Position annotation data
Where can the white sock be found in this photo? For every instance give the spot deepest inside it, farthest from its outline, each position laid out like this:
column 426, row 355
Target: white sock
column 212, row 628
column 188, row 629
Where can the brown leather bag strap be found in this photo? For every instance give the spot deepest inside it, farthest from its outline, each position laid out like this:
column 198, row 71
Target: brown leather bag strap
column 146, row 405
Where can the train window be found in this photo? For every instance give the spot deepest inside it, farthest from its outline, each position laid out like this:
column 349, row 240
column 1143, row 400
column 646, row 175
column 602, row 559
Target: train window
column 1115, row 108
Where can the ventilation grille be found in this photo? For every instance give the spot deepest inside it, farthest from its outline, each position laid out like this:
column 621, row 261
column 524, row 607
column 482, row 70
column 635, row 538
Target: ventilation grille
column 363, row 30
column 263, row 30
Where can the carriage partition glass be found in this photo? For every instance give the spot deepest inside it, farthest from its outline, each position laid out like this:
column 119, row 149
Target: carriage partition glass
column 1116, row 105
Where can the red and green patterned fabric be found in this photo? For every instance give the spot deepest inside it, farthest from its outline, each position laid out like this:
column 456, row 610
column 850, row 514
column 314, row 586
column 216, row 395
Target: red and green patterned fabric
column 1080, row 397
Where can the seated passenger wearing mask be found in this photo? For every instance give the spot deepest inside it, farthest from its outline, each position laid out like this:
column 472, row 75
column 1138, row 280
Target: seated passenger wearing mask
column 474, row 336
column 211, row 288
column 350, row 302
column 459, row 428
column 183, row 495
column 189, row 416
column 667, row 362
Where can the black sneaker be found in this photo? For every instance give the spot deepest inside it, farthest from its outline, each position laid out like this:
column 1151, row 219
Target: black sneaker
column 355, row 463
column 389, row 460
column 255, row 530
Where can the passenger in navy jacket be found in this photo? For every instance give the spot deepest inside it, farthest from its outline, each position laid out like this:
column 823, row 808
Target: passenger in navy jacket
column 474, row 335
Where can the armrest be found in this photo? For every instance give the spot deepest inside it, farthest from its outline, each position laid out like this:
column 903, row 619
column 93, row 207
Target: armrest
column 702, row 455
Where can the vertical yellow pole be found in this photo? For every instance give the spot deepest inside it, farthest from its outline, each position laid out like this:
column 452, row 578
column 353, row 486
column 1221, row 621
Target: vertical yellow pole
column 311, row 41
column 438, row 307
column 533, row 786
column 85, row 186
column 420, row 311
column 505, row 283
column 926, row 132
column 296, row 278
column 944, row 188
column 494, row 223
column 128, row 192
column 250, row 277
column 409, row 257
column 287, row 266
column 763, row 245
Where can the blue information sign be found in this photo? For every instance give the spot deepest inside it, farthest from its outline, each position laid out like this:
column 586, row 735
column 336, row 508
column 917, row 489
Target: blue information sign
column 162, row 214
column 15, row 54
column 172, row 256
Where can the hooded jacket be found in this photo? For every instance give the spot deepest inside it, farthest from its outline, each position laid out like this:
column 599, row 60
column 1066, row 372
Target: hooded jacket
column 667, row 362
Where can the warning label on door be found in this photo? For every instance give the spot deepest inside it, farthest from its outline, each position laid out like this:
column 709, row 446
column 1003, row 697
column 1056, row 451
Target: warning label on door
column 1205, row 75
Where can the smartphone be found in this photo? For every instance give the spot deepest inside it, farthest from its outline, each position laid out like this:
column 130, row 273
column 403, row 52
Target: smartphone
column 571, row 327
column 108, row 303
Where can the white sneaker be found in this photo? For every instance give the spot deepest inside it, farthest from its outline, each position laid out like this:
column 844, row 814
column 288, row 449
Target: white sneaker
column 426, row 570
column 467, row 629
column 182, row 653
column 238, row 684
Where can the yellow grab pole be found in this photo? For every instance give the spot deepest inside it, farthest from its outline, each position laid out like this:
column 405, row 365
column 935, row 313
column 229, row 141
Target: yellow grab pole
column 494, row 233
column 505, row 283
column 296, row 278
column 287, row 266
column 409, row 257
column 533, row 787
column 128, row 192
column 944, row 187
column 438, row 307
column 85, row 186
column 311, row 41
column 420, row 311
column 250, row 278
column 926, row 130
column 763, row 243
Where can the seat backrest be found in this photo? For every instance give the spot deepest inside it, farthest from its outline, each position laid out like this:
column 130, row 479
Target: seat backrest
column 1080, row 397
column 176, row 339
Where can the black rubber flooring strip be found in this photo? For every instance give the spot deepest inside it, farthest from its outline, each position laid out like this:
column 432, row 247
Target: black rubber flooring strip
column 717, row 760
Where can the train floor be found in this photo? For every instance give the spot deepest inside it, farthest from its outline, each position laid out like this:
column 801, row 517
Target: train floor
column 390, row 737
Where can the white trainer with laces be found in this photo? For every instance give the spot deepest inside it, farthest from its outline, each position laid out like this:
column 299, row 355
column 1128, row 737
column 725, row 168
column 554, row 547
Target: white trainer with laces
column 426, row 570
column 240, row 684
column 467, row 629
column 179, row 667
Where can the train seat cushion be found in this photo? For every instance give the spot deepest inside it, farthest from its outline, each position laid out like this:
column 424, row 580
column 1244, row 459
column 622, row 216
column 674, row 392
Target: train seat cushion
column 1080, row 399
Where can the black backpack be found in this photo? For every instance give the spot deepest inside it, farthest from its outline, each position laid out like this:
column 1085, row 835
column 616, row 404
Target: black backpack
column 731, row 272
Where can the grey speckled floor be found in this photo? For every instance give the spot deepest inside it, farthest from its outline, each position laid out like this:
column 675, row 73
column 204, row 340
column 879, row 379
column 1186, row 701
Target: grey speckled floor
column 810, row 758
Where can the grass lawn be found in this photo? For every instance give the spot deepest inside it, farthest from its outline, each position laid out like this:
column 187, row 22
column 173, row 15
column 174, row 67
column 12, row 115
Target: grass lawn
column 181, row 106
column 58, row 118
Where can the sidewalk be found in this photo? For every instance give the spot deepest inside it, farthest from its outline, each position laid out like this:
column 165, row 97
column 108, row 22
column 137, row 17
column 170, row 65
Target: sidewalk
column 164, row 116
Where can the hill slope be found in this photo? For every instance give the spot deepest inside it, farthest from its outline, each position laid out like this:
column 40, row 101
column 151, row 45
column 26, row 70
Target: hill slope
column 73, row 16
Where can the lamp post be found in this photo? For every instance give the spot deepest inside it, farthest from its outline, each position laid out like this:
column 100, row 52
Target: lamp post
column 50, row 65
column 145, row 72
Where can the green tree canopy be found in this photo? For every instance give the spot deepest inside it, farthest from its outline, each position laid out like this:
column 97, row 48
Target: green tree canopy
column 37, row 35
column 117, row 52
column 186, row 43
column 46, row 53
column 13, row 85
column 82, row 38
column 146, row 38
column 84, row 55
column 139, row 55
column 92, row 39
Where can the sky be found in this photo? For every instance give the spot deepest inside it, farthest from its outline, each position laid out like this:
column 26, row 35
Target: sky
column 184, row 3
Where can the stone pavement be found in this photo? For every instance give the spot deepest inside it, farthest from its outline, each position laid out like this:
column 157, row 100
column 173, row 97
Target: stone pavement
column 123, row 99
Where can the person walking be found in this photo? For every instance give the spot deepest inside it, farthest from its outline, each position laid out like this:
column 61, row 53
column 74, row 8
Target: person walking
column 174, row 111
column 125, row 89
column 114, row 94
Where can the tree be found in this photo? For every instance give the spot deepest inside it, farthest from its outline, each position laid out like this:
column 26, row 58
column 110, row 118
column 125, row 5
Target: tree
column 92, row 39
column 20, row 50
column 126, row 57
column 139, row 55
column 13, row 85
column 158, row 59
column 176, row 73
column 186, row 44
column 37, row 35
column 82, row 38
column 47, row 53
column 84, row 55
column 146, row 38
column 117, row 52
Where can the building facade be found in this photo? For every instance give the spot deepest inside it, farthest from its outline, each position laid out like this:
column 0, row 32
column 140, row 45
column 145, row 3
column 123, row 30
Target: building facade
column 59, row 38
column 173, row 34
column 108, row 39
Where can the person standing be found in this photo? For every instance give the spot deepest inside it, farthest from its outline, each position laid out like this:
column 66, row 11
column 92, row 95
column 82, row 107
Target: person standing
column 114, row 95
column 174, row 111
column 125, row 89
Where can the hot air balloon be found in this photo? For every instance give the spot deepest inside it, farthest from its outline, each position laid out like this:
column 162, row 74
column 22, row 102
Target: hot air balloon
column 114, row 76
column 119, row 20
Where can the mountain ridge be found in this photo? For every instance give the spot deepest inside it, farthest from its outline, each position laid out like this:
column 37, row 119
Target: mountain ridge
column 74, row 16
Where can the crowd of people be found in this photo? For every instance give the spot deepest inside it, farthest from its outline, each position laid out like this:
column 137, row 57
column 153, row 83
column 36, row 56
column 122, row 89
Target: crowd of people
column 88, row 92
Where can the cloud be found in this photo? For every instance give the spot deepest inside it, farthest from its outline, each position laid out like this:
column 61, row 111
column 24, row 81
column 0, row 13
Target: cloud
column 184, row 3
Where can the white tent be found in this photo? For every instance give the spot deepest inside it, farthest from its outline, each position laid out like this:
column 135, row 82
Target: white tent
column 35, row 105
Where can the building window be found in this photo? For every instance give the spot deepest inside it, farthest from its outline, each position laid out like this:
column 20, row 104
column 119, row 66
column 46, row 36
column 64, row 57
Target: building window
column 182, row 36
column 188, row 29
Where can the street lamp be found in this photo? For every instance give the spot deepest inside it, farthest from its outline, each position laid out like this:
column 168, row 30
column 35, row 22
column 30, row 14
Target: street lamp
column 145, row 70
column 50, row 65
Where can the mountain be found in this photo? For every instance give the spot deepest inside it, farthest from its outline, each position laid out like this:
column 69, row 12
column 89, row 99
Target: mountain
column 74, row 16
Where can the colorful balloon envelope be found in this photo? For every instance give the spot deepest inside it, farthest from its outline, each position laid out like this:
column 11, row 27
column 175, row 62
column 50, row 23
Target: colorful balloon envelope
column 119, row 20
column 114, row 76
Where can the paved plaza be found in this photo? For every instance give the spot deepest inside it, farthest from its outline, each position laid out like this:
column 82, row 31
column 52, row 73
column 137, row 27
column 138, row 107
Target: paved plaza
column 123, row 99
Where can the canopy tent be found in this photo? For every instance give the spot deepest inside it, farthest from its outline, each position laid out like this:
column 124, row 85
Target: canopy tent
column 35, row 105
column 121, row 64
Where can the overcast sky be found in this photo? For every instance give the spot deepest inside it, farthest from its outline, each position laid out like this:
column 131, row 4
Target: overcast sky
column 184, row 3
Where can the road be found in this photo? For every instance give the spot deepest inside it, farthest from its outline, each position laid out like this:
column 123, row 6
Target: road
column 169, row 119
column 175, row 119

• [DIRECTIONS]:
Reproduce the data word for word, from its first line through the line containing "column 188, row 629", including both ends.

• [EXERCISE RESPONSE]:
Where can the white sock be found in this photo? For every instance give the spot deepest inside it, farthest from its outline, each position laid out like this:
column 426, row 355
Target: white sock
column 212, row 628
column 188, row 629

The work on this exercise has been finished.